-------- RECORDS --------

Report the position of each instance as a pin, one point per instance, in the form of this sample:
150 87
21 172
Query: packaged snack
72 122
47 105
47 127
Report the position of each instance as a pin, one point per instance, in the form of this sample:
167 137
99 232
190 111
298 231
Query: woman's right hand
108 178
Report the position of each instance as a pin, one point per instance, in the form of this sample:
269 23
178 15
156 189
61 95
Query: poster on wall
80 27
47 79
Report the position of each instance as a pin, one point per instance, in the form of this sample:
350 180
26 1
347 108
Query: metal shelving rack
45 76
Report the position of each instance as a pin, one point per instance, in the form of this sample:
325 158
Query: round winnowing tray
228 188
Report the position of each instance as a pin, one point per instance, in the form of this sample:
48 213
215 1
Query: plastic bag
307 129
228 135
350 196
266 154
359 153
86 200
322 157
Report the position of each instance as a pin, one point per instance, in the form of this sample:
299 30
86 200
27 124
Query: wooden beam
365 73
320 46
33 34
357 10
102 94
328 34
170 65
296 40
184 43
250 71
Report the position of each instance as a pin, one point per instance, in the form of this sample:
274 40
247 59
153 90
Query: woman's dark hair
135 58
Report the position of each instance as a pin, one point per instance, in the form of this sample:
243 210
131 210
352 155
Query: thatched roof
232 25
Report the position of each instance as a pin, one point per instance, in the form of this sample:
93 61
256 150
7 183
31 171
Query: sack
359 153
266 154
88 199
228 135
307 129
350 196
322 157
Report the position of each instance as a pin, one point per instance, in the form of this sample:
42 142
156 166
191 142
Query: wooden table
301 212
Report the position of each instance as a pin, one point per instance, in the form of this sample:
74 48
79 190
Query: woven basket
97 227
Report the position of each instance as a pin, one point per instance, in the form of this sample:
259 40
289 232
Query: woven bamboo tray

--------

Print the records above in full, exactly.

Report the position of each instance as a pin, one point per instance, in the form of this sample:
150 87
21 172
Query: packaged snack
72 122
47 105
47 127
Report the position of each instance as a pin, one point per instance, in the form of this sample:
167 137
99 232
190 111
298 231
Query: woman's right hand
108 178
Report the position of each instance as a pin, one point per instance, in the form of this sample:
269 23
178 15
156 189
61 95
Query: poster on wall
80 27
47 79
Report the position of each instance as a pin, one point per instance, in the form of this sample:
350 180
26 1
347 108
Query: metal shelving rack
45 76
Report the position of each instance as a pin, one point per instance, in the form of this sample:
325 158
Query: round winnowing tray
228 188
Report the position of each instance as a pin, one point per instance, in the form of this sample:
48 213
215 1
Query: plastic bag
307 129
228 135
350 196
266 154
359 153
86 200
322 157
Report the position of each instance as a pin, one point per instance, in the form of this sample:
299 30
86 200
27 124
Query: wooden beam
365 73
320 46
33 34
357 10
102 94
328 34
170 65
296 40
184 43
250 71
Report the position of each instance as a pin, one point per instance, in the form of this sample:
274 40
247 59
153 90
Query: woman's dark hair
135 58
Report the position of each instance as a pin, one point per instance, in the form of this sample:
243 210
131 210
352 155
Query: thatched roof
232 25
Report the position of each instance as a pin, one point per instance, in the form of this sample:
93 61
256 150
7 183
31 171
Query: sack
359 153
266 154
88 199
228 135
307 129
350 196
322 157
Report the position of each instance as a pin, one point per instance, in the form of this sample:
42 142
156 166
191 142
Query: wooden table
301 212
Report the position of each instance as a pin, one point per instance, in the form of this sample:
74 48
79 190
Query: woven basket
97 227
Report the position of each instance as a pin, one point per instance, in the form of this sample:
259 40
289 232
Query: woven bamboo tray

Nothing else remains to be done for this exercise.